Job 1:
In the court excerpt on the jury charge for criminal trespass, why is Daniel's claim reviewed only for plain error?

Supplied text:
2. Jury charge on criminal trespass.
Daniel contends that the trial court erred in failing to charge the jury on criminal trespass as a lesser included offense of burglary. Our review of this issue is only for plain error. Although Daniel filed a written request for such an instruction and objected at the charge conference when the court indicated that it would not give the charge, Daniel failed to object to the jury charge that the court eventually gave.
Because an objection voiced at the charge conference does not preserve objections to the charge as subsequently given, the failure to object to the charge as given precludes appellate review unless such portion of the jury charge constitutes plain error which affects substantial rights of the parties. Despite the lack of objection below, the omission of the jury instruction [on criminal trespass] was raised on motion for new trial and enumerated as error and argued on appeal in this case. Consequently, we will review the failure to charge on [criminal trespass], but we review only for plain error, meaning an error that is obvious, that likely affected the outcome of the proceedings, and that seriously affects the fairness, integrity or public reputation of judicial proceedings. We find no plain error here.
Merritt v. State, 292 Ga. 327, 330-331 (2) (737 SE2d 673) (2013) (citations and punctuation omitted).
“A person commits the offense of criminal trespass when he or she knowingly and without authority ․ [e]nters upon the land or premises of another person ․ for an unlawful purpose[.]” OCGA § 16-7-21 (b) (1). Daniel argues that the jury could have found that the unlawful purpose for which he entered upon the victims' premises was to seek shelter, not to commit a theft, and thus a jury charge on trespass was warranted. Indeed,
[w]e have held that the trial court must give a requested charge on criminal trespass as a lesser included offense of burglary where the testimony of the accused if believed, would negate an element of the crime of burglary (entry with intent to commit a felony or theft). Specifically, where the accused admits the unauthorized entry but denies the intent to commit a felony or theft, the trial court must give a requested charge on the lesser included offense of criminal trespass.
Hiley v. State, 245 Ga. App. 900 (539 SE2d 530) (2000) (citations and punctuation omitted).
However, in this case, Daniel did not testify at trial or present any other evidence negating any element of the crime of burglary. Rather, as noted above and as properly found by the trial court, while the state presented evidence from which the jury could infer an intent to steal, there was no evidence that Daniel was merely seeking shelter when he tried to break into the area of the victims' house containing valuables. “[S]ince there [was] no evidence of any intent other than that set out in the indictment, to commit a theft, the requested charge [on trespass as a lesser offense] was not supported by evidence. That being so, the trial court did not [commit plain error] in refusing to give the requested charge.” McLeroy v. State, 184 Ga. App. 62, 63 (2) (360 SE2d 631) (1987) (citations omitted) (affirming trial court's refusal to give jury charge on criminal trespass as a lesser included offense of burglary). Accord Varnes v. State, 159 Ga. App. 452, 453 (2) (a) (283 SE2d 673) (1981) (where the evidence disclosed only that the defendants entered the premises for the unlawful purpose of committing theft, there was nothing to authorize an instruction on the lesser offense of criminal trespass).

Job 2:
Copy the entry that follows word for word, leaving out the picture.

Material to process:
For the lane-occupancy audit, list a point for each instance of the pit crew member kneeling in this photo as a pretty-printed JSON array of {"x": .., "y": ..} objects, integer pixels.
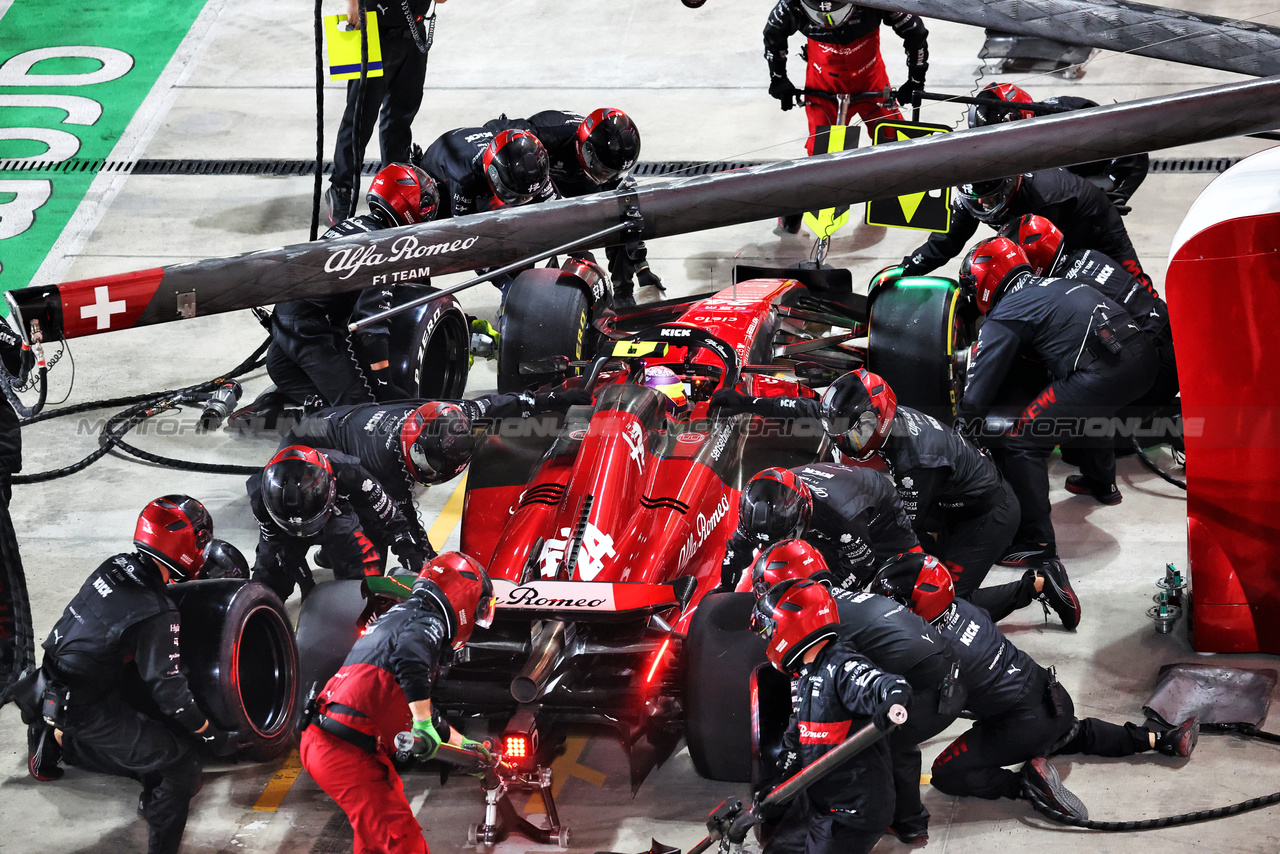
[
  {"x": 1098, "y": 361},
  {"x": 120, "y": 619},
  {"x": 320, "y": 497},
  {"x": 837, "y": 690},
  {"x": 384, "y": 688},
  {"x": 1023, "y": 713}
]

Final result 1:
Daniel failed to object to the jury charge that the court eventually gave.

Final result 2:
For the lane-occupancy audit, list a point for each instance of the pit crew member kneeling in this photo as a pretty-printed JSON array of {"x": .., "y": ..} objects, integer pixels.
[
  {"x": 1098, "y": 361},
  {"x": 120, "y": 619},
  {"x": 320, "y": 497},
  {"x": 837, "y": 690},
  {"x": 384, "y": 688},
  {"x": 1023, "y": 713}
]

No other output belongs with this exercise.